* Your goal: Return the whole listing exactly as it stands.

(Stored data)
§ §

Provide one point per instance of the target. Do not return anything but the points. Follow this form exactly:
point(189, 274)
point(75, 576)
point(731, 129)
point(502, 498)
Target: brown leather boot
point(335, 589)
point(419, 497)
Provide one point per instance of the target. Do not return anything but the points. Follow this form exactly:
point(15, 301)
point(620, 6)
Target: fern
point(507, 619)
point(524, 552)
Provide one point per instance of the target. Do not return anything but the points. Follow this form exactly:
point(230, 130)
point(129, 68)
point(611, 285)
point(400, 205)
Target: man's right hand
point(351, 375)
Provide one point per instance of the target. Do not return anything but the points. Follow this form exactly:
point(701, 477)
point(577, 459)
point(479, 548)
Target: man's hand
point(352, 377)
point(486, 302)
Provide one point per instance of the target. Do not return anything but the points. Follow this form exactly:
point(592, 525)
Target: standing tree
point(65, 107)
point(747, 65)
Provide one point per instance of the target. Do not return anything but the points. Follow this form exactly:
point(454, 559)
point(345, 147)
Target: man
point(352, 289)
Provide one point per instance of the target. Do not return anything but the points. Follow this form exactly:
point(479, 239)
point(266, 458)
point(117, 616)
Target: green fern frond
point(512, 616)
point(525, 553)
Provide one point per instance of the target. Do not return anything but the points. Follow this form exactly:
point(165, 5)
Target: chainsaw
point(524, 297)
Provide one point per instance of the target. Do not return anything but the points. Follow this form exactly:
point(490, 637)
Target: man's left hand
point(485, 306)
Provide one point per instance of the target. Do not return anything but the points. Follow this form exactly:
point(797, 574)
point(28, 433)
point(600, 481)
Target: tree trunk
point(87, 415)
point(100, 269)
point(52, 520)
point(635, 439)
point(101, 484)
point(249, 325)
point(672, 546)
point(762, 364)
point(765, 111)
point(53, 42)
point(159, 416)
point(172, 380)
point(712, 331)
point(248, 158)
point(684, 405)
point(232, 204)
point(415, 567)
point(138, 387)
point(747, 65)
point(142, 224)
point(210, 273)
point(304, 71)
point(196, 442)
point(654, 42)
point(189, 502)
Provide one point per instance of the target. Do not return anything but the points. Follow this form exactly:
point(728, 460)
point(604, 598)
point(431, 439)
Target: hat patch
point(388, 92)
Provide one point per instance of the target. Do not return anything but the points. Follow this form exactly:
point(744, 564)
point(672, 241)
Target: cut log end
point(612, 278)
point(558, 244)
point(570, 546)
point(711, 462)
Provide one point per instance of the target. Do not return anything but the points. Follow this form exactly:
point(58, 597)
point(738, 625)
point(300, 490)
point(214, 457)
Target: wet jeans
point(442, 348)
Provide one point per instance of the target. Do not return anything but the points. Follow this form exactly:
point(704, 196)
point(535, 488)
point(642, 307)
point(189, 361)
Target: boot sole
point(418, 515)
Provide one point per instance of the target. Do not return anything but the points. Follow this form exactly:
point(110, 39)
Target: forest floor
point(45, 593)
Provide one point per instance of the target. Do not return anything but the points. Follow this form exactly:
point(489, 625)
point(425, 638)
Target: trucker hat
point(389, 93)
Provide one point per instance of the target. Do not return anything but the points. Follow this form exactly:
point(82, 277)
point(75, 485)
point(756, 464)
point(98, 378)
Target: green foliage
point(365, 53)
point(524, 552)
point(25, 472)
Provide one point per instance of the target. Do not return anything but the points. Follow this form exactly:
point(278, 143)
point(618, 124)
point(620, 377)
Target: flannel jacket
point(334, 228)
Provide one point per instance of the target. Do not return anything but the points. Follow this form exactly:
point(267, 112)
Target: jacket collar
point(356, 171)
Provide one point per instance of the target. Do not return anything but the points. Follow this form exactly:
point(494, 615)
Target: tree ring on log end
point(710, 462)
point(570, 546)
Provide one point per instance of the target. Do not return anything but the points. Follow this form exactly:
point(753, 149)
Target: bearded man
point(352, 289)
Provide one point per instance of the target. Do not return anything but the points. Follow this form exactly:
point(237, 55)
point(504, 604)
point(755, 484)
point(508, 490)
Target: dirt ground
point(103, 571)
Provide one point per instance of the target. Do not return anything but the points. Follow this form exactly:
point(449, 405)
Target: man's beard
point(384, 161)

§ §

* Solution to the exercise:
Provide one point per instance of the target. Do not return anything but the points. Follow this form exactly:
point(189, 274)
point(75, 576)
point(731, 129)
point(502, 498)
Target: brown leather boot
point(335, 589)
point(419, 497)
Provide one point per instance of the target. Do not return anything but the points. Follow this form exactly:
point(15, 301)
point(620, 6)
Target: fern
point(507, 619)
point(524, 552)
Provide one point per instance of the target. Do not return anything but the points. Follow this form exactly:
point(230, 130)
point(129, 68)
point(611, 285)
point(400, 205)
Target: man's right hand
point(351, 375)
Provide one point per instance of the target. Do not return anything but the points. Follow this form exactly:
point(701, 477)
point(577, 459)
point(479, 548)
Target: man's hand
point(352, 377)
point(486, 302)
Provide one point per instance of the target. Do not return anything but the points. Follow this form exactly:
point(592, 525)
Target: standing tree
point(65, 107)
point(747, 65)
Provide one point per instance of the target. Do not return anything but the points. Follow this form exactly:
point(454, 559)
point(345, 147)
Target: man
point(352, 289)
Provide one point per instance of the target. Do not return anything but the points. Follow this form exactly:
point(479, 239)
point(266, 458)
point(117, 616)
Target: green fern frond
point(512, 616)
point(525, 553)
Provide one point per instance of the target. Do not return anything but the points. Follow this form exactly:
point(165, 5)
Target: chainsaw
point(524, 297)
Provide one point per instance of the target. Do not return anything but the points. Follow this form exactly:
point(490, 637)
Target: man's left hand
point(485, 306)
Provide one point per instance of the target. Do not return anything but the points. Follow this form exactly:
point(797, 574)
point(28, 433)
point(600, 481)
Target: tree trunk
point(87, 415)
point(100, 269)
point(52, 520)
point(635, 439)
point(101, 484)
point(249, 325)
point(672, 546)
point(762, 364)
point(765, 111)
point(53, 42)
point(159, 416)
point(172, 380)
point(712, 331)
point(248, 158)
point(684, 405)
point(232, 204)
point(415, 567)
point(138, 387)
point(747, 65)
point(142, 224)
point(210, 273)
point(304, 71)
point(196, 442)
point(654, 42)
point(189, 502)
Provide one point per instance of the target. Do not return anything but the points. Follow this form exactly:
point(728, 460)
point(604, 598)
point(431, 439)
Target: hat patch
point(388, 92)
Provide one point per instance of the target. Do not return anything but the points. Follow this form exactly:
point(744, 564)
point(672, 241)
Target: cut log end
point(612, 278)
point(558, 244)
point(570, 546)
point(711, 462)
Provide one point per instance of the target. Do not return anything but the points. Follow this form exactly:
point(58, 597)
point(738, 625)
point(300, 490)
point(214, 457)
Target: wet jeans
point(442, 348)
Provide one point per instance of the target. Do not return anything but the points. Follow this form exactly:
point(704, 196)
point(535, 488)
point(642, 307)
point(189, 361)
Target: boot sole
point(418, 515)
Provide one point per instance of the target. Do not return anything but the points. Follow this form exactly:
point(110, 39)
Target: forest floor
point(45, 593)
Provide one point per instance of the target. Do not return anything but the points. Follow this form exactly:
point(489, 625)
point(425, 638)
Target: trucker hat
point(389, 93)
Provide one point per instance of the target. Do not return anything but the points. Follow this form exactly:
point(82, 277)
point(75, 485)
point(756, 464)
point(98, 378)
Target: green foliage
point(365, 53)
point(524, 552)
point(25, 472)
Provide one point per instance of the target. Do not return anything but the points. Follow this form exactly:
point(278, 143)
point(618, 124)
point(620, 377)
Target: flannel jacket
point(334, 228)
Provide one point per instance of the target. Do not return anything but the points. Follow this form exactly:
point(267, 112)
Target: jacket collar
point(356, 171)
Provide one point per instance of the target. Do not return anything but the points. Follow this form exactly:
point(494, 615)
Target: tree ring on log end
point(710, 462)
point(570, 546)
Provide one point per instance of the target. Do not return anything but the points. Follow this form exactly:
point(753, 149)
Target: bearded man
point(352, 289)
Provide one point per instance of the target. Do not return anything but the points. Follow this form exactly:
point(237, 55)
point(504, 604)
point(755, 484)
point(508, 490)
Target: dirt ground
point(103, 571)
Provide one point per instance of the target. Do not return anything but the points. Follow this form exactly:
point(449, 405)
Target: man's beard
point(384, 161)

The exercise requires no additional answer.